Segmentation annotation records>
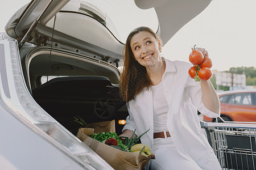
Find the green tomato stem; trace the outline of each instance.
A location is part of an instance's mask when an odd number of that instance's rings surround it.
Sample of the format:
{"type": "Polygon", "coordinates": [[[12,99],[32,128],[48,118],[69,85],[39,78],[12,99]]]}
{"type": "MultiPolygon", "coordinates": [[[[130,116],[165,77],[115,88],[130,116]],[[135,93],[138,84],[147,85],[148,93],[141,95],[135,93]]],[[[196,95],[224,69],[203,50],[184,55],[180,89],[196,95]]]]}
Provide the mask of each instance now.
{"type": "Polygon", "coordinates": [[[199,78],[199,76],[197,75],[195,76],[194,79],[197,82],[200,81],[200,78],[199,78]]]}

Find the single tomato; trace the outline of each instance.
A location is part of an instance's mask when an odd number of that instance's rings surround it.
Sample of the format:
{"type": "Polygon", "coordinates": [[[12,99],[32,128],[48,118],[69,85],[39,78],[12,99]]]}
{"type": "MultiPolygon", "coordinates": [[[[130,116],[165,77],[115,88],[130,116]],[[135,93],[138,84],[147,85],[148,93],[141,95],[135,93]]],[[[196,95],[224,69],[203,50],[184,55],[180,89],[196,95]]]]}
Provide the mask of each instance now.
{"type": "Polygon", "coordinates": [[[203,53],[196,50],[193,50],[190,53],[189,58],[189,61],[193,65],[199,65],[204,60],[203,53]]]}
{"type": "Polygon", "coordinates": [[[212,60],[209,58],[209,57],[205,57],[203,62],[199,65],[200,68],[203,67],[208,67],[209,69],[212,68],[212,60]]]}
{"type": "Polygon", "coordinates": [[[212,73],[208,67],[203,67],[198,71],[198,76],[200,79],[207,80],[212,76],[212,73]]]}
{"type": "Polygon", "coordinates": [[[190,77],[192,79],[196,75],[196,72],[197,71],[195,66],[192,66],[188,70],[188,74],[189,74],[190,77]]]}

TASK BRIEF> Quote every item above verbatim, omitting the pictures from your answer.

SOLUTION TO THIS PROBLEM>
Find the green tomato stem; trace the outline of each instance.
A location is part of an instance's mask when an odd number of that instance's rings surround it.
Sample of the format:
{"type": "Polygon", "coordinates": [[[12,99],[32,128],[48,118],[69,85],[39,78],[12,99]]]}
{"type": "MultiPolygon", "coordinates": [[[[130,116],[165,77],[115,88],[130,116]],[[135,93],[138,84],[147,85],[148,93],[141,95],[135,93]]],[[[196,95],[224,69],[203,50],[184,55],[180,89],[196,95]]]]}
Provide the mask of each instance now.
{"type": "Polygon", "coordinates": [[[199,78],[199,76],[197,75],[195,76],[194,79],[197,82],[200,81],[200,78],[199,78]]]}

Find the single tomato; trace the outline of each instance.
A location is part of an instance's mask when an odd number of that instance's rings surround it.
Sample of the format:
{"type": "Polygon", "coordinates": [[[12,99],[32,128],[48,118],[69,85],[39,78],[12,99]]]}
{"type": "MultiPolygon", "coordinates": [[[[130,116],[165,77],[115,88],[130,116]],[[135,93],[138,84],[147,85],[148,93],[141,95],[135,93]]],[[[196,95],[224,69],[203,50],[184,55],[180,89],[196,95]]]]}
Provide the mask of each instance now.
{"type": "Polygon", "coordinates": [[[203,53],[196,50],[193,50],[190,53],[189,58],[189,61],[193,65],[199,65],[204,60],[203,53]]]}
{"type": "Polygon", "coordinates": [[[212,60],[209,58],[209,57],[205,57],[203,62],[199,65],[200,68],[203,67],[208,67],[209,69],[212,68],[212,60]]]}
{"type": "Polygon", "coordinates": [[[212,73],[208,67],[203,67],[198,71],[198,76],[200,79],[207,80],[212,76],[212,73]]]}
{"type": "Polygon", "coordinates": [[[190,77],[192,79],[196,75],[196,72],[197,71],[195,66],[192,66],[188,70],[188,74],[189,74],[190,77]]]}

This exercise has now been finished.